WHAT YOU NEED TO DO :: Return the data that follows exactly, with each line intact.
*-*-*
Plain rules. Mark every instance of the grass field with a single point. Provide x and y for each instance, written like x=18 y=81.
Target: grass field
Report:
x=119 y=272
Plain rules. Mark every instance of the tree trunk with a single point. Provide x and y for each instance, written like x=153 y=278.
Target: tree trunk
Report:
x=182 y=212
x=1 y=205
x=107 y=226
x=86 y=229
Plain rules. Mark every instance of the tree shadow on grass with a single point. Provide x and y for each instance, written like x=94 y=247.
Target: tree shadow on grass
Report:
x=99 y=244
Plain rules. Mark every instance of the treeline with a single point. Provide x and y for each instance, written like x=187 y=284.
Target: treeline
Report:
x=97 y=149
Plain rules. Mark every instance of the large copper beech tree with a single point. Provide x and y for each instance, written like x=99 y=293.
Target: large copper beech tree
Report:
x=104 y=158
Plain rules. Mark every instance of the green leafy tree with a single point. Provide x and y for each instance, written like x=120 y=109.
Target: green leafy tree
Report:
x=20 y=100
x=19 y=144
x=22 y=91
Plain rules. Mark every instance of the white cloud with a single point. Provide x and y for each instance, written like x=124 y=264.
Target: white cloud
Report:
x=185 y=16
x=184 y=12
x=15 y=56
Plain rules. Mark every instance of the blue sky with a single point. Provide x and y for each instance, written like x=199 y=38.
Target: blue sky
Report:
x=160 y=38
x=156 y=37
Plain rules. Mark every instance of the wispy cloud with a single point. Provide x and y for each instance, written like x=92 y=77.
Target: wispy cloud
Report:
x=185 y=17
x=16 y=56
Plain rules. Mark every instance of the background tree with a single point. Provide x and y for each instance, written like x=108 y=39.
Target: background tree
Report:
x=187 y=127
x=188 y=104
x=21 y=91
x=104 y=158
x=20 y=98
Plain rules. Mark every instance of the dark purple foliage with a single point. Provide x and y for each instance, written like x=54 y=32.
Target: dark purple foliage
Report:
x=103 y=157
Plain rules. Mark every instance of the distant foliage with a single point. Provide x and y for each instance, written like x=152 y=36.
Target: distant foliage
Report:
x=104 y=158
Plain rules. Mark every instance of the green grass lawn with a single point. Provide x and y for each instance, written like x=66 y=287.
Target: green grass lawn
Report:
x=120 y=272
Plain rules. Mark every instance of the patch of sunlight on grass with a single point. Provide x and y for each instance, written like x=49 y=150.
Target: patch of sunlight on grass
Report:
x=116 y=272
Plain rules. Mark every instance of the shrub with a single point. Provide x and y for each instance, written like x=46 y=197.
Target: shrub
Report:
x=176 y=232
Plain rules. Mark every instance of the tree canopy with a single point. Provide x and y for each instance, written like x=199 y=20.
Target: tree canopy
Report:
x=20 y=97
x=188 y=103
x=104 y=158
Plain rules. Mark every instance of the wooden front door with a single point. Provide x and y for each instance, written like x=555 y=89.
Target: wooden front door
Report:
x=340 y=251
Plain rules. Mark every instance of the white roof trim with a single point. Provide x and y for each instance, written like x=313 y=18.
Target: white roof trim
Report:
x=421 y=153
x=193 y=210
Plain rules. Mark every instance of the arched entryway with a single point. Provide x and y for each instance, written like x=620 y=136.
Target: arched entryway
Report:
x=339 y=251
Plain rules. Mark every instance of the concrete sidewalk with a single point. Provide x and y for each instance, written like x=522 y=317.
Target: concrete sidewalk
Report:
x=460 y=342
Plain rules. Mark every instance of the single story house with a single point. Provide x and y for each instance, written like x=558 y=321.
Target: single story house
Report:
*-*-*
RESULT BELOW ::
Plain rules. Mark every instance of the grass field with a single point. Provide x and y for each instance, written like x=18 y=81.
Target: grass field
Report:
x=119 y=272
Plain rules. Mark every instance of the tree trunk with a single point. Provide x and y for each instance, written like x=153 y=278.
Target: tree trunk
Report:
x=182 y=212
x=1 y=205
x=107 y=226
x=86 y=229
Plain rules. Mark every instance of the tree shadow on grass with a single point. Provide x and y for each instance, written like x=94 y=247.
Target: tree shadow on grass
Report:
x=99 y=244
Plain rules. Mark every instance of the treeline with a single point. Provide x and y for each instance, written like x=187 y=284.
Target: treeline
Report:
x=97 y=149
Plain rules. Mark every instance of the large copper beech tree with a single point. Provide x and y for each instance, written like x=99 y=293.
Target: large copper beech tree
Report:
x=104 y=158
Plain rules. Mark every instance of the green leafy tree with a single point. Provide x and y for each instance, written like x=120 y=109.
Target: green leafy tree
Report:
x=20 y=100
x=19 y=144
x=22 y=91
Plain rules. Mark every instance of the white cloud with a single point. Provide x and y for each instance, written like x=124 y=264.
Target: white cloud
Report:
x=185 y=16
x=184 y=12
x=15 y=56
Plain rules. Mark every instance of the blue sky with a single point. Provide x and y for each instance, written like x=199 y=38.
Target: blue sky
Report:
x=160 y=38
x=156 y=37
Plain rules. Mark every instance of the wispy cloud with a single point. Provide x and y for each instance, written like x=92 y=77.
Target: wispy cloud
Report:
x=185 y=17
x=16 y=56
Plain rules. Mark every instance of the background tree with a single point. Provide x and y for each instance, written like x=108 y=39.
Target: background tree
Report:
x=187 y=127
x=188 y=104
x=21 y=91
x=104 y=158
x=20 y=98
Plain rules. Mark every instance of the dark purple foliage with a single point. Provide x and y for each instance, written like x=54 y=32.
Target: dark purple foliage
Report:
x=103 y=157
Plain rules. Mark every instance of the distant foliage with a single point. Provide x and y for each instance, written like x=152 y=36.
Target: distant foliage
Report:
x=104 y=158
Plain rules. Mark every instance of the green grass lawn with a single point. Provide x and y for each instance, written like x=66 y=287.
Target: green grass lawn
Report:
x=120 y=272
Plain rules. Mark every instance of the patch of sunlight on grass with a single point. Provide x and y for each instance, written like x=49 y=150.
Target: patch of sunlight on grass
Report:
x=116 y=272
Plain rules. Mark every instance of the shrub with a single point. Provide x and y for each instance, written like x=46 y=197.
Target: shrub
Report:
x=176 y=232
Plain rules. Mark every instance of the tree canopy with a single point. Provide x and y for each instance, written like x=199 y=20.
Target: tree canopy
Report:
x=20 y=97
x=188 y=103
x=104 y=158
Plain rules. Mark every instance of the wooden front door with a single point. Provide x and y for each instance, written like x=555 y=89.
Target: wooden front door
Report:
x=340 y=251
Plain rules. Mark every instance of the white roof trim with a single point. Provide x and y for each instance, written like x=313 y=18.
Target: white roof trim
Report:
x=421 y=153
x=193 y=210
Plain rules. Mark every instance of the arched entryway with a single point. Provide x and y for each instance, written like x=620 y=136.
Target: arched entryway
Report:
x=339 y=251
Plain rules. Mark every instance of the concrete sidewalk with a single point. Provide x and y for each instance, written like x=522 y=317.
Target: concrete sidewalk
Report:
x=460 y=342
Plain rules. Mark every instance of the single story house with a single point. Provide x and y for each instance, written like x=558 y=321.
Target: single story house
Report:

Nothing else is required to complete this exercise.